■ Task statement
The line containing "red nail polish" and every line after it, through the last one below: output exactly these and nothing else.

%%

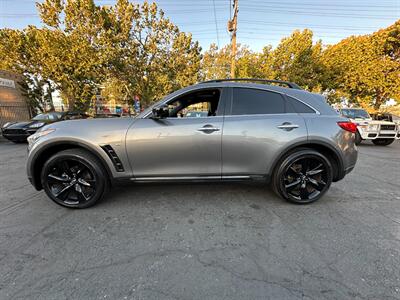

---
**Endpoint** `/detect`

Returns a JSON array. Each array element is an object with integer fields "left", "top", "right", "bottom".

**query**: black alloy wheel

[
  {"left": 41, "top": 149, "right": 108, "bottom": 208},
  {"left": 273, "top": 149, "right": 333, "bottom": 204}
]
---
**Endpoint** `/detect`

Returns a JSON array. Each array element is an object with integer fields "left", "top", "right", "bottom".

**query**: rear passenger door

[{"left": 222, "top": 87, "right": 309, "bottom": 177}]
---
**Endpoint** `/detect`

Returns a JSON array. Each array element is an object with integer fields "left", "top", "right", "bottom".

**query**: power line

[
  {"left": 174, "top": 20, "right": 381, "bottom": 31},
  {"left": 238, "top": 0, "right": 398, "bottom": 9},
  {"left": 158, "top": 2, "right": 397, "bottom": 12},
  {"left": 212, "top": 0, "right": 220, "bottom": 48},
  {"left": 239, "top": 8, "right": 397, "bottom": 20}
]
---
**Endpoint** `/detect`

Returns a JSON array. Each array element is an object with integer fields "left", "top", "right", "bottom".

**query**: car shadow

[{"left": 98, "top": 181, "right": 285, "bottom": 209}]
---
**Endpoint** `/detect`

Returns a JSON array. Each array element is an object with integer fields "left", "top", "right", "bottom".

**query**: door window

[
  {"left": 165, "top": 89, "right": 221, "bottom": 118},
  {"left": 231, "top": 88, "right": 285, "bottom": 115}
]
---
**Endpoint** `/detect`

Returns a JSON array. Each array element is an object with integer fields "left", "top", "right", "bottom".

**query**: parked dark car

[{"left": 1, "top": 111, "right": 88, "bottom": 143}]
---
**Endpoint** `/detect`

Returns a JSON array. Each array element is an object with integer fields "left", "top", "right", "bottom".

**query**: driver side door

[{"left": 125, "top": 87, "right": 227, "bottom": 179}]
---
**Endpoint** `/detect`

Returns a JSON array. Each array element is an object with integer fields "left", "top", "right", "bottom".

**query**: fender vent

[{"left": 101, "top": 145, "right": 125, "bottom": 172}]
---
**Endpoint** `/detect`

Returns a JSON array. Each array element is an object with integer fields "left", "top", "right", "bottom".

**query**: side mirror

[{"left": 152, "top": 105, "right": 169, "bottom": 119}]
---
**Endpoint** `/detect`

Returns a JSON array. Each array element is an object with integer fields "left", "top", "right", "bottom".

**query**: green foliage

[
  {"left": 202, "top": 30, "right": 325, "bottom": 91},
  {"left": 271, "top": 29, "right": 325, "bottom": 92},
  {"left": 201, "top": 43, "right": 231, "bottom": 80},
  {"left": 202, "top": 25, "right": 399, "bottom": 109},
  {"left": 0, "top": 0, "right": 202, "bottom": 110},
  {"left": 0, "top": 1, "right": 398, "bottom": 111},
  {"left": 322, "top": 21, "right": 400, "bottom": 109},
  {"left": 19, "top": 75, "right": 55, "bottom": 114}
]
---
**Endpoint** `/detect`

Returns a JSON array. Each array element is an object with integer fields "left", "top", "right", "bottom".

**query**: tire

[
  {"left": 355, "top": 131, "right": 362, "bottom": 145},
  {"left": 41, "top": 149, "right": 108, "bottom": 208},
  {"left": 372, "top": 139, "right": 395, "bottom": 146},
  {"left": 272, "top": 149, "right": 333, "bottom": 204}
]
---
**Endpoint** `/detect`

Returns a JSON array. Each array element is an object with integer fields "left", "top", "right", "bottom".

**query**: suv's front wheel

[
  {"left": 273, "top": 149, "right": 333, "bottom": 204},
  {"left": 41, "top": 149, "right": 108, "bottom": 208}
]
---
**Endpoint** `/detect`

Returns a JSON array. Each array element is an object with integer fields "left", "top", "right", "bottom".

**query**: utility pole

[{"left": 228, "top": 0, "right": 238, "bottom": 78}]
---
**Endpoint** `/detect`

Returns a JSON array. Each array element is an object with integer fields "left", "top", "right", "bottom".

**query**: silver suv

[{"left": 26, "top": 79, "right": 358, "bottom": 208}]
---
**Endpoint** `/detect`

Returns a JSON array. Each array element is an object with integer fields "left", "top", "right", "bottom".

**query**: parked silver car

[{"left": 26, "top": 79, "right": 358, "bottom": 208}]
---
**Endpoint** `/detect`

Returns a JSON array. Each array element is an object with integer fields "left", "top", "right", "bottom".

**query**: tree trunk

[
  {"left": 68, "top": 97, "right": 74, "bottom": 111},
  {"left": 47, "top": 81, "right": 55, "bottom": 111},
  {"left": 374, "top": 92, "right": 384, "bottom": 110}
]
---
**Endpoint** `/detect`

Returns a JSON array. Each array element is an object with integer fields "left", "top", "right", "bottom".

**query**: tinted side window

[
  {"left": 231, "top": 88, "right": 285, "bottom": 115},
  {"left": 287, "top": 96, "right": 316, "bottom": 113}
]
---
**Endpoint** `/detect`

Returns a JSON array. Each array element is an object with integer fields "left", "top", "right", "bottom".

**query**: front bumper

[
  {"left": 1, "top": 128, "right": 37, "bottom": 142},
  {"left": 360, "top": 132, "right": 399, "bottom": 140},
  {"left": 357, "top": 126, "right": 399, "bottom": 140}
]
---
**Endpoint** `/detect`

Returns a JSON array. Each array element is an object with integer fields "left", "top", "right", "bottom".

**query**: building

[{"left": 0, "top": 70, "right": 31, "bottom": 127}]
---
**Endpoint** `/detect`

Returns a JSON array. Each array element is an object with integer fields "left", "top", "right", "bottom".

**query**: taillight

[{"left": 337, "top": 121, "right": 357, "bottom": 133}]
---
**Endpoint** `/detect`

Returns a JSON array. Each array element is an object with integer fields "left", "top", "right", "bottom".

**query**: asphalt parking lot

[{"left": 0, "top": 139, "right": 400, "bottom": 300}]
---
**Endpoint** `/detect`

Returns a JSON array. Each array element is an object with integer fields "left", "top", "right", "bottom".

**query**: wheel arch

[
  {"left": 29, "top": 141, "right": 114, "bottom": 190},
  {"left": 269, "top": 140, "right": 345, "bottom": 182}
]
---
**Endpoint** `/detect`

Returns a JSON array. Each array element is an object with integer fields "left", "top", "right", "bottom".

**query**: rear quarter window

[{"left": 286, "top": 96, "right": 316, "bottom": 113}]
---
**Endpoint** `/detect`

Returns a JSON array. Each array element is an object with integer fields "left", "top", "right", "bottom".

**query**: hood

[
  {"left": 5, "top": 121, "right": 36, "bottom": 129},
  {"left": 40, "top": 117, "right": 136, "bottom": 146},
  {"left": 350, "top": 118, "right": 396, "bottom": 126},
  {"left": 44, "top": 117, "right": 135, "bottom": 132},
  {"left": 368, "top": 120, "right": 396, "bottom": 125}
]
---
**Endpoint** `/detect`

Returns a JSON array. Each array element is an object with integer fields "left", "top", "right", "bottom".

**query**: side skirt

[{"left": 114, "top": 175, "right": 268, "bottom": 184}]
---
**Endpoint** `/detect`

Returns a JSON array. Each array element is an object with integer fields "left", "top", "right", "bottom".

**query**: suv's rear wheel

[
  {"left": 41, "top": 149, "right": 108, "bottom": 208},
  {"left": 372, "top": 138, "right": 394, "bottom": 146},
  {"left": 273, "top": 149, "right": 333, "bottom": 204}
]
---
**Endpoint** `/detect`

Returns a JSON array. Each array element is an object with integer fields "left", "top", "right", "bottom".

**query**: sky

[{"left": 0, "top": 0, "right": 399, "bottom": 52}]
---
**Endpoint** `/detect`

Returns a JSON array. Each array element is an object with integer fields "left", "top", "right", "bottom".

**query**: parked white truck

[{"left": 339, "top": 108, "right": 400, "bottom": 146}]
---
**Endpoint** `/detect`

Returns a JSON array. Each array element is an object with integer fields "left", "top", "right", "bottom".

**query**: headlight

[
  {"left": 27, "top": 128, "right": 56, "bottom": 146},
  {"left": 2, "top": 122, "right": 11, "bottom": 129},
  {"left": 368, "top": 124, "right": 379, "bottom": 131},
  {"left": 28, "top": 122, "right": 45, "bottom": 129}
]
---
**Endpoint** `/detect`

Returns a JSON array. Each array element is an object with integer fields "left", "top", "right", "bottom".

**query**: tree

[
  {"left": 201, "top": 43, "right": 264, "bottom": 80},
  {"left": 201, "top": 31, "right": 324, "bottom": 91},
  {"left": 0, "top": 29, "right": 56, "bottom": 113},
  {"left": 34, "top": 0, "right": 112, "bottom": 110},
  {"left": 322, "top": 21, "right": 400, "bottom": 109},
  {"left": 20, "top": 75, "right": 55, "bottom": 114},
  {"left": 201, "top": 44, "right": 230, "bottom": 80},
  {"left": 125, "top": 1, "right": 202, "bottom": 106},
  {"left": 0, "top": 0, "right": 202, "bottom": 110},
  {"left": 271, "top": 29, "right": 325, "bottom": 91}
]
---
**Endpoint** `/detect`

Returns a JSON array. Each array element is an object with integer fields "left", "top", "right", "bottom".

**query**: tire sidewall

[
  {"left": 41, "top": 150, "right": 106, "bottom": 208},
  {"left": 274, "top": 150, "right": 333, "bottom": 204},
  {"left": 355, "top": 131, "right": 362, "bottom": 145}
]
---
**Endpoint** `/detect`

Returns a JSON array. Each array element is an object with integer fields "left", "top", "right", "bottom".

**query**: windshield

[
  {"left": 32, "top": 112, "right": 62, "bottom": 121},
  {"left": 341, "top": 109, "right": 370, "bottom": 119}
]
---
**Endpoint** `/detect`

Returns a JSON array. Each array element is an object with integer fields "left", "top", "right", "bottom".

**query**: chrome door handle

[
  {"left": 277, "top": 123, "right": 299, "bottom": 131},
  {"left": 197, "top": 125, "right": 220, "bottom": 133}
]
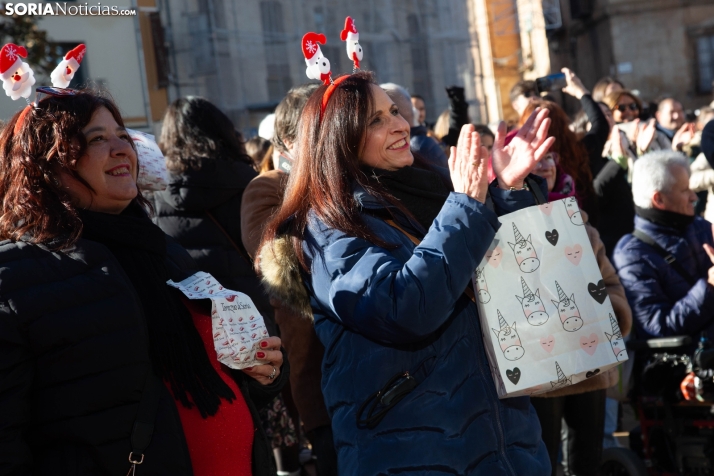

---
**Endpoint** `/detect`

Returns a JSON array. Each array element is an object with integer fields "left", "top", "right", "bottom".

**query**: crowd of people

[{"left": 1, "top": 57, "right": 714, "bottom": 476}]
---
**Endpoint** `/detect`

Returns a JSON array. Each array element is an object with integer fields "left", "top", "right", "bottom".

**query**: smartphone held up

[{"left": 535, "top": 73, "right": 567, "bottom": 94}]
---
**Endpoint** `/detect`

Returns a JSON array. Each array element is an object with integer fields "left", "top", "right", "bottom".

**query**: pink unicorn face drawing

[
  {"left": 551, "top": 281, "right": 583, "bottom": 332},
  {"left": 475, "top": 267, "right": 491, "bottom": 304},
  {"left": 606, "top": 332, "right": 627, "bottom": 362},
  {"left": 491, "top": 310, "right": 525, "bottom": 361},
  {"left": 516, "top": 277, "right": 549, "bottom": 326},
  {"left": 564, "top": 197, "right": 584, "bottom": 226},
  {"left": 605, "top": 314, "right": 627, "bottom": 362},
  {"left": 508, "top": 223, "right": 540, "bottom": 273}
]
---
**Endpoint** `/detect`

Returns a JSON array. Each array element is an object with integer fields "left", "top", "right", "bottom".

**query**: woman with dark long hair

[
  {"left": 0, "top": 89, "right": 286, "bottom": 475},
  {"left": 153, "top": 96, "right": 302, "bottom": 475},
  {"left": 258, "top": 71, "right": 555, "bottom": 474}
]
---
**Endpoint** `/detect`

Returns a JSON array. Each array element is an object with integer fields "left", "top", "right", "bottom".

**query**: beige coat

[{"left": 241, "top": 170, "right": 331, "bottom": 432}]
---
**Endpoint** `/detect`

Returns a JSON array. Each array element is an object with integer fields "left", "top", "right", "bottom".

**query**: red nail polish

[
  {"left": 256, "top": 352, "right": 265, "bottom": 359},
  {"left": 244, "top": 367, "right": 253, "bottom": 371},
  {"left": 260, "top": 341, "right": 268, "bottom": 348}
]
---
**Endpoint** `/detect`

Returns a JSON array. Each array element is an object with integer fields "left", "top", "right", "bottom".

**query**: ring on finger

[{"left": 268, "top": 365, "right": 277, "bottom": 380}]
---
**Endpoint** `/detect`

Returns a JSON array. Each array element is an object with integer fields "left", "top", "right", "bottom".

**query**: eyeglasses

%%

■ Output below
**query**: red nail polish

[
  {"left": 256, "top": 352, "right": 265, "bottom": 359},
  {"left": 244, "top": 367, "right": 253, "bottom": 371},
  {"left": 260, "top": 341, "right": 268, "bottom": 348}
]
---
**Endpoint** `/detect`

Returns a JSON array. Each array element is an object with integer fields "left", "top", "right", "bottom".

**query**: ring on finger

[{"left": 268, "top": 365, "right": 277, "bottom": 380}]
---
**Endpoint** `/detect`

Returns a JSON array. Each array element is an object with integer fields "left", "top", "right", "bottom".

**query**: eyeglasses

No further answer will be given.